- BRANO IN ESAME -
- - -

Ucraina, aspettando la “Grande Battaglia”
Mariupol è indiscutibilmente la città-martire di questa guerra che oppone Russia (e alleati dichiarati o meno) contro Ucraina (e i suoi partner europei e occidentali). Sembra proprio che sia scoccata l’ora della resa da parte dei soldati di Kiev, compresa la tanto chiacchierata Brigata Azov, che avrebbe idealità simili a quelle naziste. Al di là delle speculazioni ideologiche (difficile rispondere chi sia più simile ai nazisti), sta di fatto che, con grande probabilità la città sul Mare d’Azov cadrà nelle mani dei russi.
Salvo tuttavia sorprese sempre possibili, dovute al fatto che forse Zelensky e i suoi, sentendo il profumo di una possibile rivincita, venderanno a carissimo prezzo la loro pelle, prolungando il conflitto ancora per mesi, o forse anni. O forse rinunceranno a Mariupol, ormai ridotta a un terreno di macerie, ma vorranno riconquistare parte delle terre perse nella lunga e strisciante guerra del Donbass, dal 2014 in qua.
Nel caso in cui Mariupol cadesse rapidamente, Putin potrebbe così dire di aver vinto la campagna d’Ucraina, anche se in realtà, con la forza d’urto messa in gioco, teoricamente avrebbe dovuto entrare da conquistatore non solo a Mariupol ma soprattutto a Kiev e forsanche a Leopoli.
E così forse la guerra finirà con un trattato che darà una forte autonomia al Donbass di Lugansk e Donetsk, se non addirittura la loro indipendenza, e permetterà ai russi di avere un accesso terrestre alla Crimea, che tornerà definitivamente russa dopo il “regalo” di Kruscev del 19 febbraio 1954.
Ma l’Ucraina, mantenendo le posizioni a Odessa e riconquistando parte delle province di Lugansk e Donetsk, potrebbe anch’essa dichiarare la sua vittoria non solo morale – quella vittoria in fondo l’hanno già messa in conto, dopo aver costretto alla ritirata l’armata russa dalle regioni di Kiev, di Chernobyl e del Nord – ma anche territoriale, magari con la riconquista di qualche pozzo per l’estrazione del gas metano.
Uno scenario possibile, ma come sempre incertissimo. Certo è che, una tale vittoria condivisa – sembra un post-elezioni italico, dove tutti vincono sempre – toglierebbe molte castagne dal fuoco per entrambe i contendenti e per i loro alleati.

- - -

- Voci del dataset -
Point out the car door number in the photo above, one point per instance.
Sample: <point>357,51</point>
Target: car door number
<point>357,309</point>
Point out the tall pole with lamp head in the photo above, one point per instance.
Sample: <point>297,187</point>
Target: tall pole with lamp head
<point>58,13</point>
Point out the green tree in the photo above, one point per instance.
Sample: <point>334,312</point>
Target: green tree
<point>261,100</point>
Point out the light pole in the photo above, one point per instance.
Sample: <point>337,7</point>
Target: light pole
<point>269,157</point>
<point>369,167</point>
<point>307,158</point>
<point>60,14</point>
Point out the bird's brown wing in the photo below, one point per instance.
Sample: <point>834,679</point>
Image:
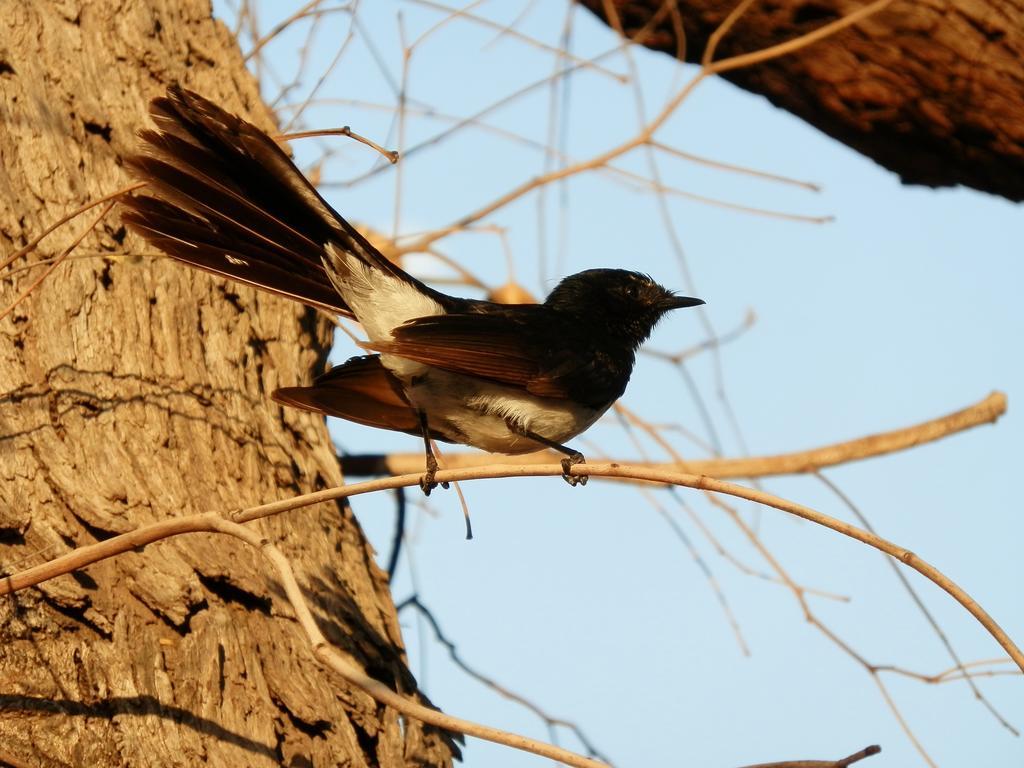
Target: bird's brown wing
<point>497,347</point>
<point>360,390</point>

- - -

- COMPITO RICHIESTO -
Riporti parola per parola, dal brano sulla guerra in Ucraina, la parte che si apre con le parole contenenti "Ma l’Ucraina, mantenendo" e si chiude con "del gas metano.".

- RISULTATO DEL COMPITO -
Ma l’Ucraina, mantenendo le posizioni a Odessa e riconquistando parte delle province di Lugansk e Donetsk, potrebbe anch’essa dichiarare la sua vittoria non solo morale – quella vittoria in fondo l’hanno già messa in conto, dopo aver costretto alla ritirata l’armata russa dalle regioni di Kiev, di Chernobyl e del Nord – ma anche territoriale, magari con la riconquista di qualche pozzo per l’estrazione del gas metano.